■ Stated problem
In the forum thread about getting driftwood to sink, repeat word for word everything from "## GHNelson (13" down to "will help somewhat.".

■ Text passage
□ □ □ □ □

Not very helpful I know but I would just wait.


----------



## bogwood (13 Aug 2014)

I had a piece a few years back that took 6 months to sink.
Incidentally in the past i have drilled a few large holes  through the core of some pieces reluctant to sink.  A bonus was they  soon became very popular homes for some of the tank occupants at the time. In addition useful for sticking plants into.


----------



## GHNelson (13 Aug 2014)

Get a slate tile...... drill a hole into it then screw it to the wood or dowel into the drift wood.
hoggie


----------



## James O (13 Aug 2014)

Try placing it in something like a large garden trug and filling it with boiling water. That will help somewhat.

However I think you'll end up screwing/bolting it to a large slab of slate regardless - you may as well start with that


----------



## Edvet (14 Aug 2014)

Patience Giles, patience...........


----------



## Gilles (1 Sep 2014)

Well still no sinking noticed. Got myself a big soup pan and i will be boiling the wood tonight to see if that adds any progress. If not i will be drilling the wood to make it hollow from the inside.


----------



## tim (1 Sep 2014)

hogan53 said:


> Get a slate tile...... drill a hole into it then screw it to the wood or dowel into the drift wood.
> hoggie


^^^^^
Easier option plus the wood doesn't move during maintenance, slate can be hidden under the substrate.


----------



## Edvet (1 Sep 2014)

What kind of wood? Kienhout? In my experience some types of wood can take a realy long time. Have you noticed it getting heavier? Might be you can put it in the tank with some stone in it and leave it like that for 1-2 months. If it hasn't taken on any weight i would look into fastening it on to a piece of slate indeed.


----------



## Gilles (1 Sep 2014)

@tim; i need a concrete tile of about 10kgs to get it to sink in the current state  Yes ed, "Kienhout" will post a pic as soon as i get to it


----------



## Edvet (1 Sep 2014)

Yeah that can take a while........


----------



## ~firefly~ (1 Sep 2014)

My bogwood took three or four weeks to sink. It's not unusual.

Try draining it and refilling with very hot water if you can, it'll speed things a little if you do that each day.


----------

□ □ □ □ □

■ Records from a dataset
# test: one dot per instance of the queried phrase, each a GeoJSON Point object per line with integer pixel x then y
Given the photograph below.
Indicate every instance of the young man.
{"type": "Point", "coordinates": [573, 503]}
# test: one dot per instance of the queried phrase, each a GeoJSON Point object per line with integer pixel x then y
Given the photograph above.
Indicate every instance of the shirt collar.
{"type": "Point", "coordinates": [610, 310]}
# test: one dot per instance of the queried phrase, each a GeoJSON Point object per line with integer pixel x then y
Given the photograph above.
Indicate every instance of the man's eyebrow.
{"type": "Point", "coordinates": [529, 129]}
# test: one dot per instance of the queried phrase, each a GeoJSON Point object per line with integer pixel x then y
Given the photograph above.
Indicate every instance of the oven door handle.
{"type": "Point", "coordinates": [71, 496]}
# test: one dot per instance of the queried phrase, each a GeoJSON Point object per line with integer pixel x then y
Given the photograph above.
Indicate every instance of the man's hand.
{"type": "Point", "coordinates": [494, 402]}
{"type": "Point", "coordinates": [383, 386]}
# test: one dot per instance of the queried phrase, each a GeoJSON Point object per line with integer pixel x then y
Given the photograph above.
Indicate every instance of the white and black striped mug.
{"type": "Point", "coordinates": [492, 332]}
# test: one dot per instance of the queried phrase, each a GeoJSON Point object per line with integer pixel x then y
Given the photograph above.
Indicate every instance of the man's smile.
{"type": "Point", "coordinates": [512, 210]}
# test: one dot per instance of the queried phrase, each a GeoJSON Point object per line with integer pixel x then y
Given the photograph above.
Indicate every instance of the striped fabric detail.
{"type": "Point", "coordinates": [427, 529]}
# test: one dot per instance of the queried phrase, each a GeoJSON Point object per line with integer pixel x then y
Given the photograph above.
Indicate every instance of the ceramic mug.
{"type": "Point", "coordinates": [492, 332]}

□ □ □ □ □

■ Task answer
## GHNelson (13 Aug 2014)

Get a slate tile...... drill a hole into it then screw it to the wood or dowel into the drift wood.
hoggie


----------



## James O (13 Aug 2014)

Try placing it in something like a large garden trug and filling it with boiling water. That will help somewhat.